## Document text
BEGIN

University of Pennsylvania
The value of tactile sensations in haptics and robotics
Although physical interaction with the world is at the core of human experience, few computer and machine interfaces provide the operator with high-fidelity touch feedback, limiting their usability. Similarly, autonomous robots rarely take advantage of touch perception and thus struggle to match the manipulation capabilities of humans. My long-term research goal is to leverage scientific knowledge about the sense of touch to engineer haptic interfaces and robotic systems that increase the range and quality of tasks humans can accomplish. This talk will describe my group's three main research thrusts, covering the third one in the closest detail: haptic texture rendering, touch feedback for robotic surgery, and touch perception for autonomous robots. First, we pioneered a data-driven method of simulating the feel of textured surfaces using an augmented stylus and a tablet computer. Second, we have invented, refined, and studied a practical method for giving the surgeon realistic tactile feedback of instrument vibrations during robotic surgery. Third, household robots will need to know how to grasp and manipulate a wide variety of objects, as well as communicate with humans about such items. We have invented a set of methods that enable a PR2 robot equipped with commercial tactile sensors to delicately and firmly grasp real-world objects. We then extended this work to enable the same robot to perceive the haptic properties of objects and describe them using adjectives in much the same way as humans. Our work in all three of these areas has been principally enabled by a single insight: although less studied than kinesthetic cues, tactile sensations convey much of the richness of physical interactions.

END

Stored data entries:

BEGIN

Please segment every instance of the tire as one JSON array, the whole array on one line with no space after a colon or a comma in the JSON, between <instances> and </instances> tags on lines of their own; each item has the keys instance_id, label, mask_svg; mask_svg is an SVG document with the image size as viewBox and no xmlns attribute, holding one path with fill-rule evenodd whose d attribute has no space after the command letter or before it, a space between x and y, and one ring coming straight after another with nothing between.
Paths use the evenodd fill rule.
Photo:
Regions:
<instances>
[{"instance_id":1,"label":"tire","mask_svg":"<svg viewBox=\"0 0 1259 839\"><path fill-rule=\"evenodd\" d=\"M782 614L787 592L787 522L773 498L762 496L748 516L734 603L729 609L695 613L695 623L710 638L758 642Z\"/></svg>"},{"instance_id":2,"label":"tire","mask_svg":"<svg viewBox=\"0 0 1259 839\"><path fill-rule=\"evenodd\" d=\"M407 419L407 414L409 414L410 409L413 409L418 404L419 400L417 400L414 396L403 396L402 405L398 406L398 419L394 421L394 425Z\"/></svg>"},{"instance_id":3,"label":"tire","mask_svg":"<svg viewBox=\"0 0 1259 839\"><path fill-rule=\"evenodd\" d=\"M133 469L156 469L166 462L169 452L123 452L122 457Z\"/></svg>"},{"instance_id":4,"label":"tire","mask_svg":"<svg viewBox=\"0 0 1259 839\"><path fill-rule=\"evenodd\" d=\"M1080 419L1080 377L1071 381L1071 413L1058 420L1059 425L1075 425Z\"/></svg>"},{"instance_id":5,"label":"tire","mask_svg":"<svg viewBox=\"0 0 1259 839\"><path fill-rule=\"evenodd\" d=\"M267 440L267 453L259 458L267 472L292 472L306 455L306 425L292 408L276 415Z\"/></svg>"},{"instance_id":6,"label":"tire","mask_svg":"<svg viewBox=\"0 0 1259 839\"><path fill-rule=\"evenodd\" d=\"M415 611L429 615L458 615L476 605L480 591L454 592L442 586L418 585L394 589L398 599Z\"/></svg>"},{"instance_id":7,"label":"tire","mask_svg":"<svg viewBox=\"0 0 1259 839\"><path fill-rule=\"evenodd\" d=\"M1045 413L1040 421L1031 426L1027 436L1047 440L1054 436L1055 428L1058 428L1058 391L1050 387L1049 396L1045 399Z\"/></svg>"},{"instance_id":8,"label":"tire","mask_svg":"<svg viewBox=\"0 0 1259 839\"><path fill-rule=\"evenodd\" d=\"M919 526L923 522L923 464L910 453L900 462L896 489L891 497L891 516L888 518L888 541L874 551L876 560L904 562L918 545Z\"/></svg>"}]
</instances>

END

## Task objective
Why does the talk abstract on tactile sensations say autonomous robots struggle to match the manipulation capabilities of humans? Answer in one to three sentences. The records play no role here.

## Output for this task
Autonomous robots struggle to match human manipulation because they rarely take advantage of touch perception.